In the passage below about saying no to your boss, list every object the reader is pictured hurling at the boss.

------ Text to read

Tell me if this has ever happened. You come into the office with a list of things that absolutely has to get done and you get a phone call, e-mail, “head poking in the cubicle” from your boss with some urgent task guaranteed to take you off your game and (if you’re a manager yourself) disrupt your staff. It doesn’t matter if the task makes sense or not, the fact is, it all of a sudden becomes more important than what you had to do. You set your teeth and look around for a pen, ostensibly to write your boss’ request down but perhaps — just fleetingly — you imagine hurling the pen at your boss, along with your coffee mug, keyboard and “Land of the Ozarks” paperweight your aunt Millie gave you. Your list of tasks has to wait, you now have to deal with this nice “gift” your boss dropped on your lap. Unless….
If you only knew how to say “No” and get away with it. Now, in the mahogany library of The Boss’ Club, where bosses sit around in leather wingback chairs smoking cigars and drinking single malt scotch while sharing Boss secrets and joking about the rest of humankind (e.g. you), there exists a book called simply, “The Book”, which is a list of boss secrets that are never permitted to leave the club. For if these secrets were revealed, it would be like kryptonite to Superman and bosses everywhere would be crippled. However, the last time I was at The Club, drinking two fingers of 25 yr old Dunwiddie, smoking a churchill Colibra and yucking it up with Brewster and Colyn (with a “y”), I managed to sneak into the library and tear a page out the book which explains how you can, indeed, say “No” to your boss and literally live to tell about it.

------------
------ Record excerpts

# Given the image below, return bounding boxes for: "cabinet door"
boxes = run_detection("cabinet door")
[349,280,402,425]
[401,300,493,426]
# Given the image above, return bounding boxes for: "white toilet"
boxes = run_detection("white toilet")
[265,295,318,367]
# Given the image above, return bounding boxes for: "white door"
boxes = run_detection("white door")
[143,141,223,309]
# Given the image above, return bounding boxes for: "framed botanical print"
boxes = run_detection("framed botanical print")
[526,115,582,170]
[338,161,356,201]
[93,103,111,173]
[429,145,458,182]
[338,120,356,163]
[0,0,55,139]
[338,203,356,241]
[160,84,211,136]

------------

= Written response =
- the pen
- the coffee mug
- the keyboard
- the "Land of the Ozarks" paperweight